• **REQUEST**:
Convert every line of the material below into a JSON array of strings, one string per line, with blank lines omitted.
####
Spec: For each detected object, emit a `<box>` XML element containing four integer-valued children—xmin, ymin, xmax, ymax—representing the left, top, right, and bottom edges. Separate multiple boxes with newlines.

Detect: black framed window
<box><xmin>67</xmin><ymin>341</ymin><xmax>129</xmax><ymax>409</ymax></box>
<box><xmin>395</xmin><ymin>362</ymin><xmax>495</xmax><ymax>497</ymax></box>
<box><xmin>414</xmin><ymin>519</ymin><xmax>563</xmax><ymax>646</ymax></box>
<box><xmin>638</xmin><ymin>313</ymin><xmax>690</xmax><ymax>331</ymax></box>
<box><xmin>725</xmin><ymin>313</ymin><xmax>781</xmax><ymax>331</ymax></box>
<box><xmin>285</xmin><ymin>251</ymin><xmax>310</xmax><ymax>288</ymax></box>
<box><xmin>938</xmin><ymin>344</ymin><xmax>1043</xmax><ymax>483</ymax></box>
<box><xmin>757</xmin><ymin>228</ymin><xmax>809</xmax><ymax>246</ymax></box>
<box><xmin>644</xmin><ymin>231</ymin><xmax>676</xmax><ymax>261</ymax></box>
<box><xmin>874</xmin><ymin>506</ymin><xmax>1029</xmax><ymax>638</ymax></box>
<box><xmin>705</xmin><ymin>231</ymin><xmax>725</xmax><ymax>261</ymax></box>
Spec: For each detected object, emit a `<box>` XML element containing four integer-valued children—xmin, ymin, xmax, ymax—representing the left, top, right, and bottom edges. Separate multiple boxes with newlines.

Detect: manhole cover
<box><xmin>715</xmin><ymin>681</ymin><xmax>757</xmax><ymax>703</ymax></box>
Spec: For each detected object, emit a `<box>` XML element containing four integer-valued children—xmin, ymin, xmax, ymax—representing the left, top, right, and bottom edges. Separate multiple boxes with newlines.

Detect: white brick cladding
####
• **TASK RESULT**:
[
  "Spec: For each detected object, emit a `<box>` XML element containing four integer-valued children—xmin, ymin, xmax, ymax—representing the left, top, right, and bottom edges. Separate multiple boxes with newlines.",
  "Detect: black framed window",
  "<box><xmin>67</xmin><ymin>341</ymin><xmax>129</xmax><ymax>409</ymax></box>",
  "<box><xmin>395</xmin><ymin>362</ymin><xmax>495</xmax><ymax>497</ymax></box>",
  "<box><xmin>414</xmin><ymin>519</ymin><xmax>563</xmax><ymax>646</ymax></box>",
  "<box><xmin>638</xmin><ymin>313</ymin><xmax>690</xmax><ymax>331</ymax></box>",
  "<box><xmin>725</xmin><ymin>313</ymin><xmax>781</xmax><ymax>331</ymax></box>",
  "<box><xmin>285</xmin><ymin>251</ymin><xmax>310</xmax><ymax>288</ymax></box>",
  "<box><xmin>938</xmin><ymin>344</ymin><xmax>1043</xmax><ymax>483</ymax></box>",
  "<box><xmin>757</xmin><ymin>228</ymin><xmax>809</xmax><ymax>246</ymax></box>",
  "<box><xmin>644</xmin><ymin>231</ymin><xmax>676</xmax><ymax>261</ymax></box>",
  "<box><xmin>874</xmin><ymin>506</ymin><xmax>1029</xmax><ymax>638</ymax></box>",
  "<box><xmin>705</xmin><ymin>231</ymin><xmax>725</xmax><ymax>261</ymax></box>",
  "Spec: For each detected object, emit a `<box>` XML element containing four integer-valued children—xmin, ymin, xmax, ymax—representing the left, top, right, and bottom edges. Separate multiple boxes with newlines.",
  "Detect: manhole cover",
  "<box><xmin>715</xmin><ymin>681</ymin><xmax>757</xmax><ymax>703</ymax></box>",
  "Spec: For each detected object, emit a `<box>` XML element containing four integer-valued children—xmin, ymin, xmax, ymax—representing the left, top, right, and bottom edges. Separate multiple boxes with newlines.",
  "Detect: white brick cladding"
]